_Given text_
Worst: ‘you need to give her a dummy’, ‘just let her cry it out’, ‘ you need to put her down’
Best: Trust your instincts, do what feels right for you
The hardest parts of being a mother: It can be so emotionally painful! The worry that at something bad will happen to her, or to me or her dad. I just want to look after her every second of every day forever!!!!
– Trusting yourself.
The tiredness is hard too, you’re never ever really off duty…and won’t ever be again it seems!!
– Having to let go sometimes, I found it incredibly difficult to go back to work and leave Fabi after my maternity leave. I was able to go back part time and I found a brilliant childminder though which made things a little easier. I hate being apart from Fabienne but I love to see how excited she gets when I come to pick her up, and it makes me cherish all the time we do have together even more.
The best parts of being a mother:
The overwhelming, all encompassing love for my baby girl.
Seeing her with her daddy.
The ‘proud mummy’ moments!
Watching her grow and develop and seeing her individuality evolve.
Watching her playing and hearing her laughing.
The kisses and cuddles…..hope they never stop!
Being the one who can make things better when she’s upset or hurt.
Reading and singing with her and having our interesting and funny little chats.
Seeing how proud she is when she’s learned something new.
Waking up to her beautiful little voice and her beautiful little self
Hopes for your family: That Fabienne continues to be such a happy little soul, and that she is able to fulfill her dreams.
I am currently 22 weeks pregnant with a baby boy, so I hope that Fabienne and her little brother like and love each other and have a happy childhood together.
That Josh and I can provide a safe, happy, stable, loving, stimulating life for our children.
What advice would you offer to new and expectant mums: To trust your own instincts and to do what feels right for you, your baby and your family. Everyone is different and you can’t compare your experience as a mother to anyone elses.

_Problem statement_
Extend the motherhood interview, starting right after its final sentence. The records that follow are not needed for this.

_Extracted entries_
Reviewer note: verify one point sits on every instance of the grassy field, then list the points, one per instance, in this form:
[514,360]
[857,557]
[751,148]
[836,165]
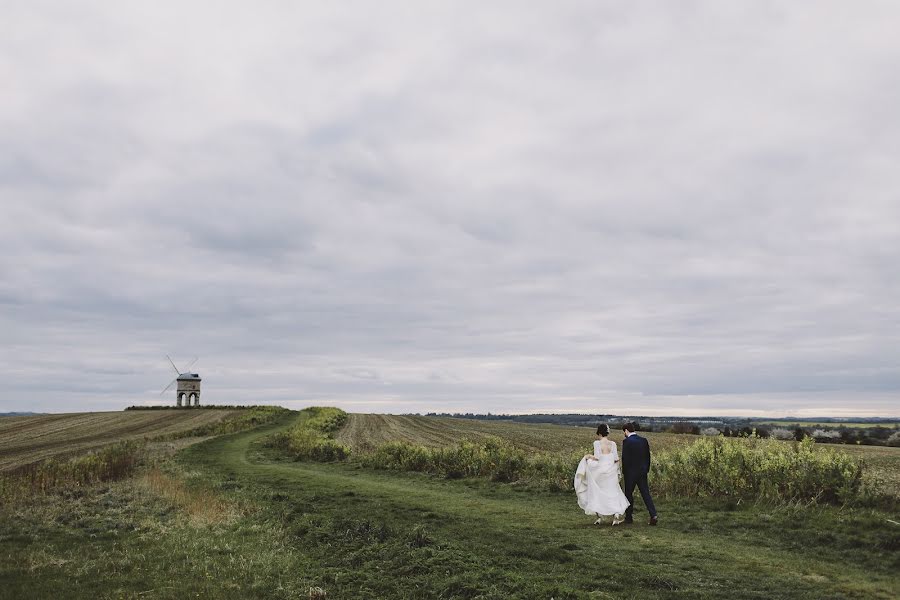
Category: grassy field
[788,424]
[231,518]
[29,439]
[366,430]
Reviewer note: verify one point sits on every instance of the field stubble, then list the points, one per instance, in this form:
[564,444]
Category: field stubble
[30,439]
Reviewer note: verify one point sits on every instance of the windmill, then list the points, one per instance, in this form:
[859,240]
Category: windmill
[188,389]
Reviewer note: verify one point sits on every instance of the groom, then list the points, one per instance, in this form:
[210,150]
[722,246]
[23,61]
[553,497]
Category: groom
[635,466]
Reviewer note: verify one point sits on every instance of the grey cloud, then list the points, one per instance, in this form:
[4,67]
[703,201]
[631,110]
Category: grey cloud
[397,208]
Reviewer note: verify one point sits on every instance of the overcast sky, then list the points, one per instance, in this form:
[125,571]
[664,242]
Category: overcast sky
[643,207]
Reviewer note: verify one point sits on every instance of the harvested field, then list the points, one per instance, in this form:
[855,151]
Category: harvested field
[366,430]
[29,439]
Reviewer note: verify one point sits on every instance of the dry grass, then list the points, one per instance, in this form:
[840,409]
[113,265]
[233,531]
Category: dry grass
[30,439]
[369,430]
[200,505]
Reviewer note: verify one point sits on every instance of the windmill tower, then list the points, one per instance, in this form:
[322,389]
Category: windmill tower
[188,390]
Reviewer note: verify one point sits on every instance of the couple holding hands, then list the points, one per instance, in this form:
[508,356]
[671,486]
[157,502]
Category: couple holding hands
[597,477]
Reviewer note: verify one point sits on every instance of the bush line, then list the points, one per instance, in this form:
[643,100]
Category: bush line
[748,469]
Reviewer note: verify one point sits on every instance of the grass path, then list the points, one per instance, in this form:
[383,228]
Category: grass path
[521,540]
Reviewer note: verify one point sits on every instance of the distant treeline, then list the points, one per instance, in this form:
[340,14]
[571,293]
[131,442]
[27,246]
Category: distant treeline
[865,431]
[204,407]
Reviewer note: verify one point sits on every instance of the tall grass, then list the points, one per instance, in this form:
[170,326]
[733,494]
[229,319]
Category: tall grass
[493,457]
[200,504]
[313,435]
[252,417]
[112,462]
[748,469]
[759,469]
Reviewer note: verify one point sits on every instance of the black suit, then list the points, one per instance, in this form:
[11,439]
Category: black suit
[635,467]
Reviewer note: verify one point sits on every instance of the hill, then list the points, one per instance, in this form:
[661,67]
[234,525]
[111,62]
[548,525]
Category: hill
[29,439]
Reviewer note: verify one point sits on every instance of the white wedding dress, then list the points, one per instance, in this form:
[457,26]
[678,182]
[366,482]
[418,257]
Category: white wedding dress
[597,483]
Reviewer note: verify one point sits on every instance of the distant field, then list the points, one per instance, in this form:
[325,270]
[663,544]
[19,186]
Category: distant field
[367,430]
[805,424]
[364,430]
[28,439]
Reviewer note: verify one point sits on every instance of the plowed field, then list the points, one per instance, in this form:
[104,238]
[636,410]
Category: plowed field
[24,440]
[365,430]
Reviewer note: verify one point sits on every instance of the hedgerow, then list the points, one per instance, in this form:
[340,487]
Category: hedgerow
[112,462]
[313,435]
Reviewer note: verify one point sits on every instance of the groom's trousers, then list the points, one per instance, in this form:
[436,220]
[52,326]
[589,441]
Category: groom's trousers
[639,480]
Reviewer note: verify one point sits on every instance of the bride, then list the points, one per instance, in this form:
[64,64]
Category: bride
[597,480]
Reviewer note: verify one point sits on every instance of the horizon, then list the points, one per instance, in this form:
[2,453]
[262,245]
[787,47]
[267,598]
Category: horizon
[737,415]
[408,207]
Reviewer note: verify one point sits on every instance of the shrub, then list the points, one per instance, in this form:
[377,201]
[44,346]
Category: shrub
[253,416]
[756,469]
[312,438]
[782,434]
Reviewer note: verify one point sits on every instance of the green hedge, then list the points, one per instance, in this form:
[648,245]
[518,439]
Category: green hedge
[313,435]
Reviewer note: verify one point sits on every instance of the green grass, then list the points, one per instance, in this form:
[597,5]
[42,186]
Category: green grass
[358,533]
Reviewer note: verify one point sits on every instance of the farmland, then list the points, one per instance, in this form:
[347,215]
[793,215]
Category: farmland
[29,439]
[230,517]
[788,423]
[363,430]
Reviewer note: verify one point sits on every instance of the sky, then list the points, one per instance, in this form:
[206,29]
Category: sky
[645,208]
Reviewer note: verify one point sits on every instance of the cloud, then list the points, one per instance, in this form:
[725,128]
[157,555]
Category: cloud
[452,207]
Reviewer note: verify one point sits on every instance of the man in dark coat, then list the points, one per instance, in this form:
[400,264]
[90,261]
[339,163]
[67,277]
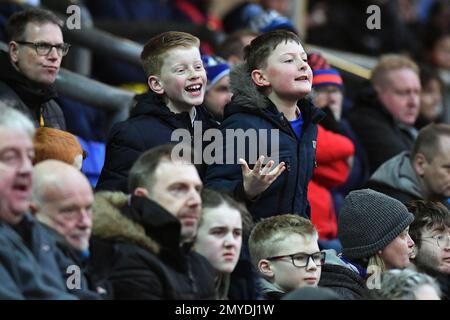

_Task response_
I spent a lot of time worrying about the birth, I googled video’s to prepare…..if you’re doing this or thinking of doing this…DON’T!! Each birthing experience is completely different. Yes it hurts but it’s manageable and you get through it. I had a fairly traumatic labour and birth and as you’ve probably heard people say before within no time I was saying that I’d do it again….I was actually very proud of myself afterwards! Additionally it’s such a small part of the motherhood experience that after you’ve shared your birth story with your new ‘mummy’ friends it’s all over and you move on to discussing what your little one is or isn’t doing…… and that is the what you will talk about forever more!
Make friends with local mums, go to groups. Surestart centres are brilliant. It’s weird at first, it’s like going back to starting school again and can be a bit daunting, but everyone is in the same boat and going through the same things. You can ask advice, help each other and have fun keeping busy together during your maternity leave. I don’t know what I would have done without the group of mums that I met, they became great friends and I think we’ll always be in touch since we went through such a life changing time together and it really is lovely to see all our little ones growing up.
And the old favourites:
Rest up as much as you can before the birth there is no chill time afterwards!
Try to enjoy every second they really do grow so fast!